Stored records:
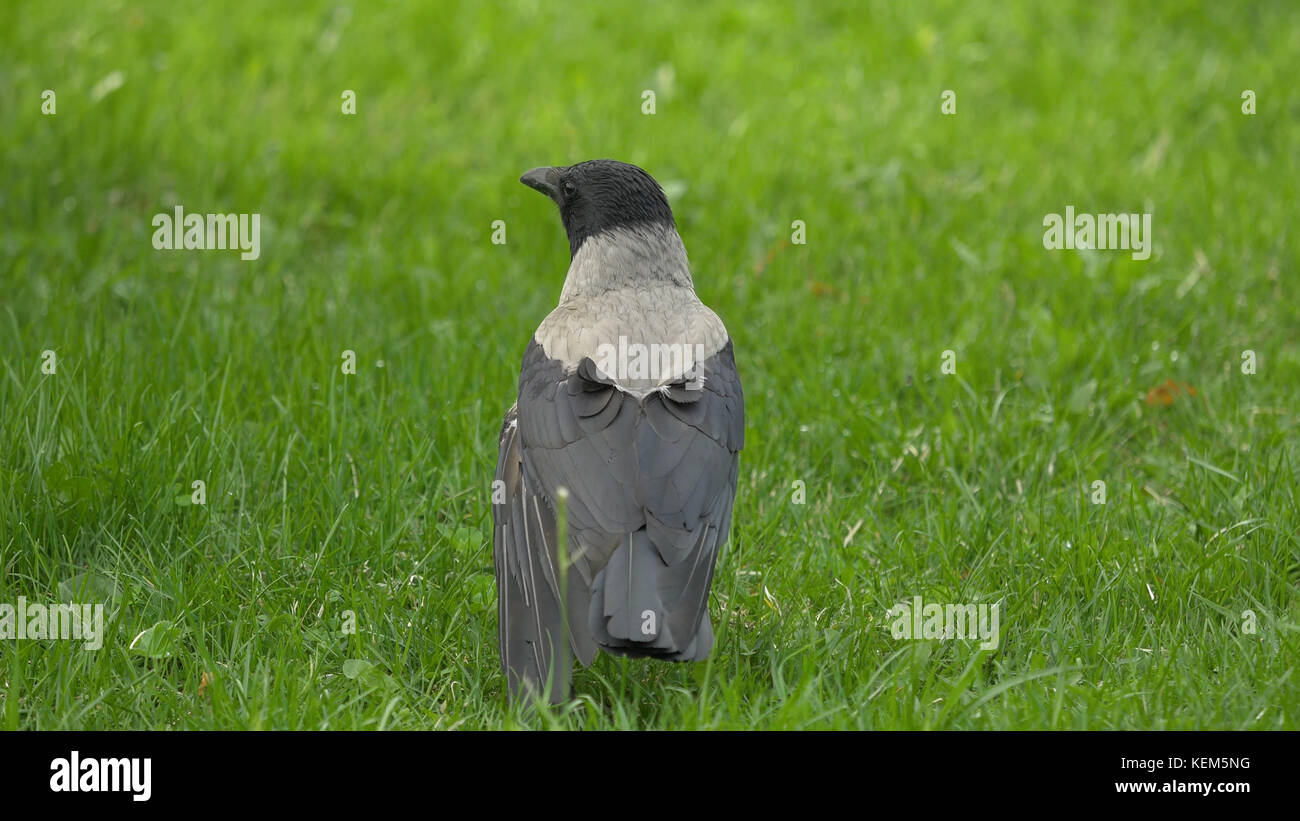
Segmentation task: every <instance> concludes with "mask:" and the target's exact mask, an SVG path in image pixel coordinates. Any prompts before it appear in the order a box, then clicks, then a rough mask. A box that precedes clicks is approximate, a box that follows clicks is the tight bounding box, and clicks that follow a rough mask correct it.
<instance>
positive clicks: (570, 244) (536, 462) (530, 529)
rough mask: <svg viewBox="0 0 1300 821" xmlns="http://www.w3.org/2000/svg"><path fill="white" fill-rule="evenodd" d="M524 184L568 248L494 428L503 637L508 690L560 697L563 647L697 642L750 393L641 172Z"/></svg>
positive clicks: (602, 170)
mask: <svg viewBox="0 0 1300 821" xmlns="http://www.w3.org/2000/svg"><path fill="white" fill-rule="evenodd" d="M520 182H523V183H524V184H526V186H529V187H530V188H536V190H537V191H541V192H542V194H545V195H546V196H549V197H550V199H551V200H554V201H555V204H556V205H558V207H559V210H560V220H562V221H563V223H564V231H565V233H567V234H568V240H569V253H571V256H572V260H571V262H569V268H568V275H567V277H565V279H564V288H563V290H562V291H560V300H559V305H558V307H556V308H555V310H552V312H551V313H550V314H549V316H547V317H546V318H545V320H543V321H542V323H541V326H539V327H538V329H537V333H536V334H533V338H532V340H530V342H529V343H528V349H526V351H525V352H524V364H523V368H521V370H520V375H519V395H517V401H516V403H515V407H513V408H511V409H510V412H508V413H507V414H506V421H504V423H503V425H502V430H500V453H499V460H498V462H497V482H495V483H494V499H493V521H494V530H493V557H494V564H495V569H497V607H498V616H499V634H498V638H499V643H500V663H502V670H503V672H504V673H506V677H507V682H508V687H510V694H511V696H512V698H519V696H520V694H521V691H525V690H532V691H534V692H537V694H542V692H545V694H547V695H549V698H550V700H551V701H562V700H564V699H567V698H568V692H569V685H571V678H572V668H573V656H577V659H578V661H581V663H582V665H584V666H585V665H588V664H590V663H591V660H593V659H594V657H595V652H597V650H603V651H606V652H610V653H615V655H621V656H637V657H654V659H667V660H673V661H698V660H701V659H705V657H706V656H707V655H708V651H710V648H711V647H712V643H714V631H712V625H711V624H710V620H708V588H710V583H711V582H712V575H714V564H715V562H716V560H718V552H719V549H720V548H722V546H723V544H724V543H725V542H727V535H728V531H729V529H731V516H732V501H733V500H735V496H736V478H737V470H738V452H740V449H741V448H742V447H744V444H745V405H744V398H742V395H741V387H740V377H738V375H737V373H736V361H735V359H733V357H732V343H731V338H729V336H728V334H727V329H725V327H724V326H723V322H722V320H719V318H718V314H715V313H714V312H712V310H710V309H708V308H707V307H706V305H705V304H703V303H701V301H699V297H698V296H695V288H694V283H693V281H692V278H690V268H689V265H688V262H686V249H685V247H684V246H682V243H681V238H680V236H677V227H676V222H675V221H673V218H672V209H669V208H668V199H667V197H666V196H664V192H663V190H662V188H660V187H659V183H656V182H655V181H654V178H653V177H650V174H647V173H646V171H643V170H641V169H640V168H637V166H634V165H628V164H625V162H616V161H614V160H591V161H589V162H580V164H577V165H571V166H567V168H538V169H533V170H532V171H528V173H526V174H524V175H523V177H521V178H520ZM558 500H564V505H563V508H560V509H565V511H567V517H565V520H567V544H564V546H560V544H559V535H558V533H560V529H558V527H556V514H555V511H556V501H558ZM562 551H563V552H562Z"/></svg>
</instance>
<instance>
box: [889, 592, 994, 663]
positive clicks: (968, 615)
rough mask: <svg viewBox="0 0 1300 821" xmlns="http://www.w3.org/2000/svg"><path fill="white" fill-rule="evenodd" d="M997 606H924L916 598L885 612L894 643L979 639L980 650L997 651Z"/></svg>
mask: <svg viewBox="0 0 1300 821" xmlns="http://www.w3.org/2000/svg"><path fill="white" fill-rule="evenodd" d="M997 608H998V605H997V604H993V605H989V604H933V603H931V604H924V603H923V601H922V600H920V596H913V598H911V603H910V604H909V603H906V601H902V603H900V604H896V605H893V607H892V608H889V609H888V611H887V612H885V616H888V617H889V618H893V624H892V625H891V626H889V631H891V633H892V634H893V637H894V638H896V639H940V640H943V639H980V648H982V650H997V646H998V643H1000V638H998V629H997Z"/></svg>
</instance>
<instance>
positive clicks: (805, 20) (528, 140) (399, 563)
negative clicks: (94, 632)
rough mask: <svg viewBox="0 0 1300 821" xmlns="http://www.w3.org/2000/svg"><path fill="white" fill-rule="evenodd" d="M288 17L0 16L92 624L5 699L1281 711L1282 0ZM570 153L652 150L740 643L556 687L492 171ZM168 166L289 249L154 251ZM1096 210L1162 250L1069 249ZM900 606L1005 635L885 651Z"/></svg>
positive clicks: (35, 651) (1286, 412)
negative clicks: (1139, 250) (97, 600)
mask: <svg viewBox="0 0 1300 821" xmlns="http://www.w3.org/2000/svg"><path fill="white" fill-rule="evenodd" d="M290 5H291V6H292V10H290V9H289V8H287V6H286V8H283V9H281V8H278V6H276V8H268V6H265V5H263V4H257V5H256V6H255V8H253V6H250V8H248V9H240V8H238V5H237V6H235V8H227V5H226V4H198V3H174V1H166V3H146V4H126V3H108V4H90V5H88V6H87V5H86V4H68V3H61V1H53V3H38V4H30V3H23V4H18V5H16V6H14V8H12V9H9V14H8V16H6V25H5V26H3V27H0V122H3V125H4V133H3V136H0V169H3V170H0V179H3V188H0V197H3V199H0V221H3V226H4V227H3V229H0V294H3V299H0V601H9V603H13V601H16V600H17V598H18V596H26V598H27V599H29V600H32V601H43V603H49V601H57V600H60V596H61V591H60V585H61V583H64V587H65V588H66V587H68V585H66V582H68V579H72V578H73V577H77V575H78V574H82V573H90V574H91V578H94V579H98V581H96V585H99V588H100V592H99V594H98V595H99V596H100V598H101V600H104V601H107V604H108V612H109V616H110V622H109V625H108V635H107V639H105V646H104V648H103V650H99V651H96V652H88V651H86V650H83V648H82V647H81V646H79V644H78V643H74V642H51V640H44V642H42V640H22V642H14V640H0V726H3V727H9V729H32V727H35V729H56V727H64V729H109V727H113V729H116V727H148V729H164V727H199V729H207V727H330V729H346V727H406V729H425V727H503V726H504V727H512V726H529V727H591V729H595V727H781V729H793V727H870V729H920V727H924V729H1006V727H1052V729H1109V727H1122V729H1136V727H1151V729H1190V727H1243V729H1278V727H1290V729H1295V727H1296V726H1297V725H1300V672H1297V669H1296V666H1297V660H1300V635H1297V629H1300V590H1297V585H1300V495H1297V481H1296V470H1297V468H1300V430H1297V429H1300V407H1297V398H1300V309H1297V303H1296V295H1297V290H1296V288H1297V286H1296V277H1297V273H1300V272H1297V264H1296V262H1297V252H1296V240H1297V234H1296V226H1297V221H1296V197H1295V194H1296V191H1300V168H1297V156H1300V152H1297V151H1296V145H1297V144H1300V92H1297V90H1296V86H1295V78H1296V77H1297V75H1300V25H1297V22H1300V13H1297V12H1296V9H1295V6H1294V4H1291V3H1286V1H1279V3H1261V4H1243V5H1244V8H1240V9H1230V8H1226V6H1229V5H1232V4H1199V3H1166V4H1160V6H1158V8H1151V6H1148V5H1141V6H1138V5H1134V8H1132V10H1127V12H1126V10H1123V9H1119V8H1115V9H1112V8H1109V4H1101V5H1100V6H1099V4H1093V3H1079V4H1047V5H1044V6H1043V8H1037V9H1014V8H1004V4H996V3H952V4H939V5H930V4H885V3H880V4H871V5H868V6H863V8H861V9H859V8H854V6H853V5H850V4H842V5H841V4H831V3H826V4H822V3H818V4H766V5H757V4H755V5H750V4H744V5H741V4H737V6H736V8H727V6H725V5H722V4H719V5H716V6H708V8H695V5H694V4H682V5H680V6H677V5H675V4H666V3H658V4H651V5H650V6H649V8H643V4H598V5H593V6H591V8H589V9H588V10H586V12H584V13H577V12H575V10H572V9H568V8H565V6H564V5H562V4H550V3H545V4H543V3H520V4H511V5H500V6H493V8H477V6H474V5H469V4H467V5H465V6H463V8H458V6H452V5H450V4H448V5H446V8H435V6H433V5H430V6H429V8H424V9H417V8H416V4H385V5H382V6H381V5H378V4H354V6H352V9H354V10H352V13H347V12H346V6H343V5H341V4H337V3H312V4H290ZM803 5H806V6H809V8H802V6H803ZM1203 6H1204V8H1203ZM114 71H121V73H122V78H123V79H125V82H123V83H122V84H121V87H120V88H117V90H116V91H112V92H110V94H107V95H105V96H101V97H100V99H95V97H96V96H98V95H92V90H95V87H96V84H99V83H100V82H101V81H103V79H104V78H105V77H108V75H110V74H112V73H114ZM45 88H51V90H55V91H56V94H57V113H56V114H55V116H43V114H42V113H40V94H42V91H43V90H45ZM347 88H351V90H355V91H356V95H357V113H356V116H343V114H342V113H341V110H339V109H341V94H342V91H343V90H347ZM646 88H650V90H656V94H658V100H656V109H658V110H656V113H655V114H654V116H645V114H642V113H641V101H642V100H641V92H642V90H646ZM945 88H952V90H954V91H956V92H957V104H958V109H957V114H956V116H943V114H941V113H940V95H941V92H943V91H944V90H945ZM1245 88H1251V90H1253V91H1255V92H1256V95H1257V107H1258V108H1257V114H1255V116H1244V114H1243V113H1242V110H1240V107H1242V100H1240V95H1242V91H1243V90H1245ZM593 157H616V158H620V160H625V161H630V162H636V164H640V165H642V166H645V168H646V169H647V170H650V171H651V173H653V174H654V175H656V177H658V178H659V179H660V181H662V182H664V183H666V186H667V187H668V188H669V191H671V192H672V195H673V207H675V210H676V214H677V221H679V227H680V231H681V234H682V238H684V240H685V243H686V247H688V249H689V252H690V255H692V262H693V269H694V274H695V282H697V286H698V290H699V292H701V296H702V297H703V299H705V301H706V303H708V304H710V305H712V307H714V308H715V309H716V310H718V313H719V314H720V316H722V317H723V318H724V321H725V322H727V323H728V326H729V329H731V333H732V336H733V338H735V342H736V353H737V361H738V365H740V369H741V375H742V378H744V383H745V391H746V400H748V401H746V404H748V418H749V430H748V448H746V449H745V452H744V453H742V457H741V486H740V492H738V496H737V501H736V517H735V518H736V524H735V527H733V533H732V539H731V543H729V546H728V547H727V549H725V551H724V553H723V556H722V559H720V562H719V568H718V573H716V577H715V585H714V595H712V600H711V608H712V613H714V624H715V625H716V629H718V642H716V646H715V650H714V653H712V657H711V659H710V660H708V661H707V663H702V664H695V665H666V664H659V663H653V661H624V660H616V659H611V657H601V659H599V660H598V661H597V663H595V664H594V666H593V668H590V669H588V670H582V672H580V673H578V674H577V677H576V694H577V698H576V699H575V700H573V701H571V703H569V704H567V705H563V707H560V708H558V709H555V711H541V712H538V711H529V709H520V708H510V707H507V705H506V700H504V695H503V678H502V676H500V672H499V666H498V657H497V633H495V630H497V614H495V588H494V582H493V572H491V544H490V540H491V522H490V505H489V485H490V481H491V473H493V468H494V462H495V457H497V443H495V435H497V431H498V426H499V423H500V417H502V414H503V412H504V411H506V408H507V407H508V405H510V404H511V401H512V399H513V390H515V382H516V378H517V370H519V362H520V357H521V353H523V349H524V346H525V344H526V340H528V338H529V336H530V334H532V331H533V329H534V327H536V326H537V323H538V322H539V321H541V320H542V317H543V316H545V314H546V312H547V310H549V309H550V308H551V307H552V305H554V303H555V300H556V297H558V295H559V287H560V283H562V281H563V275H564V269H565V266H567V260H568V255H567V244H565V239H564V235H563V231H562V229H560V225H559V220H558V216H556V214H555V212H554V208H552V207H551V205H550V204H549V203H547V201H546V200H545V199H543V197H539V196H537V195H536V194H533V192H530V191H528V190H526V188H524V187H523V186H520V184H519V183H517V182H516V179H517V177H519V174H520V173H521V171H524V170H526V169H529V168H532V166H536V165H543V164H568V162H573V161H578V160H585V158H593ZM175 204H182V205H183V207H185V208H186V209H187V210H190V212H259V213H261V214H263V225H261V229H263V230H261V246H263V248H261V259H259V260H256V261H252V262H243V261H239V259H238V256H237V253H234V252H160V251H155V249H153V248H152V246H151V242H149V238H151V234H152V227H151V223H149V221H151V218H152V216H153V214H155V213H159V212H164V210H170V208H172V207H174V205H175ZM1066 205H1074V207H1075V208H1076V209H1078V210H1080V212H1089V213H1099V212H1143V210H1149V212H1151V213H1152V214H1153V225H1154V235H1156V251H1154V253H1153V255H1152V259H1151V260H1147V261H1135V260H1132V259H1130V255H1128V253H1121V252H1087V253H1078V252H1067V251H1045V249H1044V248H1043V242H1041V239H1043V217H1044V214H1048V213H1061V212H1063V210H1065V207H1066ZM494 220H504V221H506V223H507V239H508V242H507V244H504V246H494V244H491V242H490V234H491V223H493V221H494ZM794 220H803V221H805V222H806V225H807V244H803V246H798V244H796V246H790V244H788V242H787V240H788V239H789V235H790V223H792V221H794ZM44 349H52V351H55V352H56V355H57V357H59V359H57V362H59V364H57V373H56V374H52V375H47V374H43V373H42V369H40V364H42V351H44ZM344 349H351V351H355V352H356V356H357V373H356V374H355V375H343V374H342V373H341V368H339V364H341V355H342V352H343V351H344ZM945 349H952V351H954V352H956V355H957V374H956V375H945V374H943V373H941V372H940V357H941V352H943V351H945ZM1244 349H1253V351H1255V352H1256V353H1257V357H1258V370H1257V373H1256V374H1253V375H1247V374H1243V373H1242V370H1240V361H1242V360H1240V357H1242V352H1243V351H1244ZM381 361H382V366H381V365H380V362H381ZM1169 379H1173V381H1175V382H1177V383H1179V385H1183V383H1186V385H1191V386H1192V387H1193V388H1195V395H1190V394H1187V392H1186V391H1178V392H1177V395H1175V396H1174V398H1173V401H1171V403H1170V404H1167V405H1164V404H1161V403H1158V401H1157V403H1153V404H1152V403H1148V401H1145V399H1144V398H1145V396H1147V394H1148V391H1149V390H1152V388H1154V387H1157V386H1160V385H1162V383H1165V382H1166V381H1169ZM195 479H203V481H204V482H205V483H207V504H205V505H203V507H199V505H190V504H178V503H177V501H175V498H177V496H185V495H187V494H188V492H190V491H188V488H190V483H191V482H192V481H195ZM796 481H802V482H805V485H806V504H802V505H798V504H793V501H792V496H793V490H792V485H793V483H794V482H796ZM1093 481H1104V482H1106V491H1108V500H1106V504H1105V505H1095V504H1092V503H1091V499H1089V496H1091V483H1092V482H1093ZM87 595H91V594H83V598H85V596H87ZM915 595H920V596H923V598H924V599H926V600H927V601H944V603H1001V646H1000V647H998V648H997V650H996V651H980V650H979V648H978V647H976V644H975V643H974V642H961V640H952V642H901V640H896V639H893V638H892V635H891V631H889V620H888V618H887V616H885V611H887V609H888V608H889V607H892V605H893V604H894V603H897V601H901V600H907V599H910V598H911V596H915ZM344 611H352V612H354V613H355V618H356V626H357V630H356V633H355V634H344V633H342V630H341V627H342V624H343V622H342V620H343V618H344V616H343V612H344ZM1243 611H1253V613H1255V614H1256V617H1257V629H1256V631H1255V633H1253V634H1252V633H1245V631H1243V617H1242V613H1243ZM160 621H172V622H175V625H177V626H178V629H177V638H175V640H174V642H173V646H172V650H173V652H172V655H170V656H169V657H165V659H152V657H148V656H146V655H143V653H140V652H136V651H133V650H130V648H129V644H130V643H131V640H133V638H135V637H136V634H139V633H140V631H142V630H144V629H146V627H149V626H151V625H155V624H156V622H160ZM348 661H354V664H347V663H348ZM356 661H360V663H368V664H369V665H373V666H368V665H367V664H355V663H356ZM344 666H346V669H344ZM205 676H207V679H208V683H205V685H201V683H200V682H203V681H204V678H205Z"/></svg>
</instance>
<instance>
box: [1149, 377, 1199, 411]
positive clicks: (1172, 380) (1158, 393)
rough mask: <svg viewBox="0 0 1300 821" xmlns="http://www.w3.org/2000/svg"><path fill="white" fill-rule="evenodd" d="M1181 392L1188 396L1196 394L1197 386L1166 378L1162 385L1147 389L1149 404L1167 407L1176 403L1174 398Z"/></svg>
mask: <svg viewBox="0 0 1300 821" xmlns="http://www.w3.org/2000/svg"><path fill="white" fill-rule="evenodd" d="M1179 394H1183V395H1186V396H1196V388H1195V387H1192V386H1191V385H1188V383H1186V382H1174V381H1173V379H1165V382H1164V383H1162V385H1157V386H1156V387H1153V388H1151V390H1149V391H1147V404H1148V405H1161V407H1165V408H1167V407H1169V405H1171V404H1174V400H1175V399H1177V398H1178V395H1179Z"/></svg>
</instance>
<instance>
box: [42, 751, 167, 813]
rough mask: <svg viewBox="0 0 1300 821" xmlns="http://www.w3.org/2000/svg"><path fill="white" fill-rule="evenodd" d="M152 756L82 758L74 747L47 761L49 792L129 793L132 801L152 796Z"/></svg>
mask: <svg viewBox="0 0 1300 821" xmlns="http://www.w3.org/2000/svg"><path fill="white" fill-rule="evenodd" d="M152 769H153V759H82V757H81V752H78V751H75V750H73V751H72V755H69V756H68V757H66V759H55V760H53V761H51V763H49V772H52V773H53V776H51V777H49V791H51V792H130V794H131V800H133V802H147V800H149V796H151V795H153V786H152V783H151V782H152Z"/></svg>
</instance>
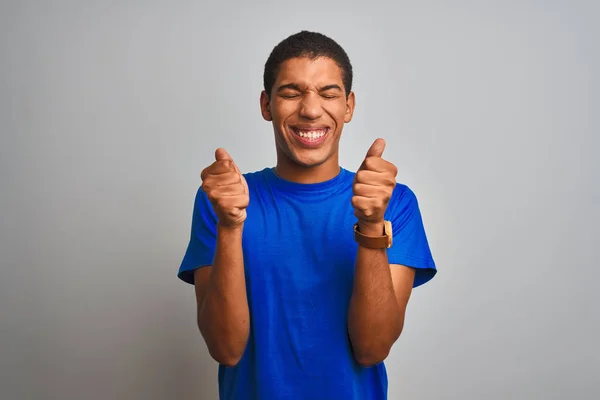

▸ ACTION ITEM:
Please repeat the listing word for word from its beginning up to and including the line containing "positive clicks: (602, 170)", omitting the pictures.

▸ ANSWER TO THIS EXERCISE:
Segmentation task: every <instance> concludes with "mask:" and the target's exact mask, an SVG path in image pixel coordinates. Any prompts before it appear in the order a box, then clicks, then a rough mask. A box that precedes clicks is approximate, a box that follows clicks is the tight bounding box, and clicks that follow a rough mask correct it.
<instance>
positive clicks: (570, 244) (536, 462) (530, 529)
rough mask: <svg viewBox="0 0 1300 821" xmlns="http://www.w3.org/2000/svg"><path fill="white" fill-rule="evenodd" d="M524 184L568 248L494 428L503 637L508 690L560 697L563 647L697 642L750 393L641 172Z"/></svg>
positive clicks: (602, 170)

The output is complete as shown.